Through the end of the data below, output every line exactly, beginning with the line that contains "Target: denim overall dress".

———

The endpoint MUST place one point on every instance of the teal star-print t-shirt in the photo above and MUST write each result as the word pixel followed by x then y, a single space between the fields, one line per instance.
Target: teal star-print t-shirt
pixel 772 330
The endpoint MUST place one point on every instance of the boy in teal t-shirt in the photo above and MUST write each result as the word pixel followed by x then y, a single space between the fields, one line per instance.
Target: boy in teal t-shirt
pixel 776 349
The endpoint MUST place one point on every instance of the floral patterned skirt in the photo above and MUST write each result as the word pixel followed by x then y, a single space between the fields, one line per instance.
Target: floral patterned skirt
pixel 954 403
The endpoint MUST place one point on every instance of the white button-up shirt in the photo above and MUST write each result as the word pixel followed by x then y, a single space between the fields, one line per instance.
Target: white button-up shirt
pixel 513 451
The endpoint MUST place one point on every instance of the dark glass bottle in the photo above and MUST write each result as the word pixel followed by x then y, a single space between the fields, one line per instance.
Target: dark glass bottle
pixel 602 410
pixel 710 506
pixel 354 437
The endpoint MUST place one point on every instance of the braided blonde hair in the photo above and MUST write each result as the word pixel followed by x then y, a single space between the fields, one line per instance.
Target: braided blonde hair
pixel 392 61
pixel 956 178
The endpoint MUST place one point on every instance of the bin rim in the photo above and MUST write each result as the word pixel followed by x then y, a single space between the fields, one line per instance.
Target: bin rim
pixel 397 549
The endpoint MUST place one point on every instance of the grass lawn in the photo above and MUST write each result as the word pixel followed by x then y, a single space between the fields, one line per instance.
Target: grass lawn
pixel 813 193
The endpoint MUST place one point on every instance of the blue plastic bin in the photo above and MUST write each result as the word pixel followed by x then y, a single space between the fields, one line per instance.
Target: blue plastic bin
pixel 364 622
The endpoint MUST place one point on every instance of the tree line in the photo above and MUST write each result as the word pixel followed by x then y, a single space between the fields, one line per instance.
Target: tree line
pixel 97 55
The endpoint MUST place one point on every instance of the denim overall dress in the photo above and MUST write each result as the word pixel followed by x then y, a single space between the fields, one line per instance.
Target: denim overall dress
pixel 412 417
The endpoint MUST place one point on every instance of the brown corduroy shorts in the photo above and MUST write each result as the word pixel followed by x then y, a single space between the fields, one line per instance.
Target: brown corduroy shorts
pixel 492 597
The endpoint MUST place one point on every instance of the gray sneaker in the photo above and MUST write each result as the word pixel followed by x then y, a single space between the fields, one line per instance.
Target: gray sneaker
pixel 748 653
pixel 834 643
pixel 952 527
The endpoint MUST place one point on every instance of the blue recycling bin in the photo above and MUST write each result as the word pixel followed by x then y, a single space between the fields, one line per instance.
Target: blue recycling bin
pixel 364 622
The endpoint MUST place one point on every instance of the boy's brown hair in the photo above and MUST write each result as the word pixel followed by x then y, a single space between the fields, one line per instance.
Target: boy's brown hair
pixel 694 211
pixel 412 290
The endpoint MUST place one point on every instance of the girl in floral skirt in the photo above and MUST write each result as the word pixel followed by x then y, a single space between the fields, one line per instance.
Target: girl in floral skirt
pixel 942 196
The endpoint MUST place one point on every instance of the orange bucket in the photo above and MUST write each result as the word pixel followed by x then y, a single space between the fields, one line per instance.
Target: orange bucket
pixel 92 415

———

## OUTPUT BELOW
Target: denim overall dress
pixel 412 417
The endpoint MUST place one point on every instance of the brown corduroy shorts in the photo above and MUST write each result as the word pixel followed by x then y, a single space between the fields, one line per instance.
Target: brown corduroy shorts
pixel 492 597
The endpoint MUST place one point on every instance of the gray sneaker in the photo above and MUST write each result as the word pixel followed by x then y, a single space between the fields, one line per instance.
Target: gray sneaker
pixel 748 653
pixel 834 643
pixel 952 527
The endpoint MUST place one point on every instance of the blue recycling bin in the photo above and MUST write each result as the word pixel followed by x then y, a single space between the fields, one line per instance.
Target: blue recycling bin
pixel 364 622
The endpoint MUST place one point on every instance of the boy's brown hair in the photo above and MUST write each result as the word pixel followed by x then y, a single space between the fields, one line per instance.
Target: boy's brown hair
pixel 694 211
pixel 412 290
The endpoint MUST place one point on every instance of the girl in floral skirt in the photo above and MUST write each result as the word pixel followed by x then y, a single space between the fields, one line per instance.
Target: girl in floral skirt
pixel 942 196
The endpoint MUST place one point on every instance of the orange bucket in the photo above and MUST write each result as the word pixel followed by x then y, a single space between the fields, one line per instance.
Target: orange bucket
pixel 92 415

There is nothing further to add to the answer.